What to do
Pull out of the data below the stretch of lines bounded by the one containing "Wildlife-tally request: point out every instance of the sky" and the one containing "the man wearing", both bounds included, unchanged.

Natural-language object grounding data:
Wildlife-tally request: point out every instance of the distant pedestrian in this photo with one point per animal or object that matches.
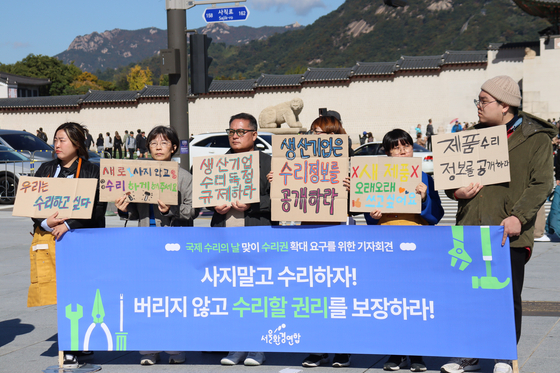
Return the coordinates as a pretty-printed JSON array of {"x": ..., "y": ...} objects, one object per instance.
[
  {"x": 141, "y": 144},
  {"x": 125, "y": 138},
  {"x": 89, "y": 140},
  {"x": 108, "y": 144},
  {"x": 100, "y": 143},
  {"x": 42, "y": 135},
  {"x": 456, "y": 127},
  {"x": 429, "y": 134},
  {"x": 117, "y": 145},
  {"x": 363, "y": 138}
]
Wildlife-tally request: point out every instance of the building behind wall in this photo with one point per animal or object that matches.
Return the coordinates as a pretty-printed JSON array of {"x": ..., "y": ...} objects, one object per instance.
[{"x": 372, "y": 97}]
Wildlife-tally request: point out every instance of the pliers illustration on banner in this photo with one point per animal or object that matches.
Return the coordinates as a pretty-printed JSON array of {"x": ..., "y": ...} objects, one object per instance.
[{"x": 98, "y": 313}]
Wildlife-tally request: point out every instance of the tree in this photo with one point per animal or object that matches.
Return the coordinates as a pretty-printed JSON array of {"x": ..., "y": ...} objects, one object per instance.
[
  {"x": 38, "y": 66},
  {"x": 138, "y": 78},
  {"x": 86, "y": 81}
]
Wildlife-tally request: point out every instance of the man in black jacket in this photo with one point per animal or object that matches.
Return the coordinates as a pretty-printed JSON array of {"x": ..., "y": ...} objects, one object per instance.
[{"x": 242, "y": 135}]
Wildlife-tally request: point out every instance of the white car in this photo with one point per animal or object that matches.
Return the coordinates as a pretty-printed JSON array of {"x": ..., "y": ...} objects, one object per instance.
[
  {"x": 13, "y": 165},
  {"x": 216, "y": 143},
  {"x": 376, "y": 148}
]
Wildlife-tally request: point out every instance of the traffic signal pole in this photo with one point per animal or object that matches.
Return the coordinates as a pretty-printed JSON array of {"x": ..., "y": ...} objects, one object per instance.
[
  {"x": 178, "y": 83},
  {"x": 179, "y": 78}
]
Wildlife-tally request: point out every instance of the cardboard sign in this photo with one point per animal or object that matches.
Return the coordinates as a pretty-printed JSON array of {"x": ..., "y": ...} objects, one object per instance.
[
  {"x": 385, "y": 183},
  {"x": 285, "y": 289},
  {"x": 473, "y": 156},
  {"x": 225, "y": 178},
  {"x": 308, "y": 173},
  {"x": 141, "y": 181},
  {"x": 40, "y": 197}
]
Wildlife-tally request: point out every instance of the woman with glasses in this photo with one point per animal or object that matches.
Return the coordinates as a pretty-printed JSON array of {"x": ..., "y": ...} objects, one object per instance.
[
  {"x": 163, "y": 142},
  {"x": 71, "y": 162}
]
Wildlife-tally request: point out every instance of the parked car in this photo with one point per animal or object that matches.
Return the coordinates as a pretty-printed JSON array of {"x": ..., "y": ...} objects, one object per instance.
[
  {"x": 33, "y": 147},
  {"x": 376, "y": 148},
  {"x": 13, "y": 165},
  {"x": 216, "y": 143}
]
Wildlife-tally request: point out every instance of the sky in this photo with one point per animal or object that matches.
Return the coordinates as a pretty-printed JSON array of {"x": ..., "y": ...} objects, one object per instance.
[{"x": 48, "y": 27}]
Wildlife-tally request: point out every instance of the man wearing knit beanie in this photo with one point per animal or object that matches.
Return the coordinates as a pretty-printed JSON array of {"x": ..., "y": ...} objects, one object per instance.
[{"x": 513, "y": 205}]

Solved problem
Wildlife-tally request: point out every instance of the sky in this photo with one point per animal or object that matches.
Return the coordinates as a pretty-printed JSON array of {"x": ..., "y": ...} objects, one object per instance.
[{"x": 48, "y": 27}]
Wildlife-tally request: point out every instance of the man wearing knit beanie in this photo with one point per animal or object that matches.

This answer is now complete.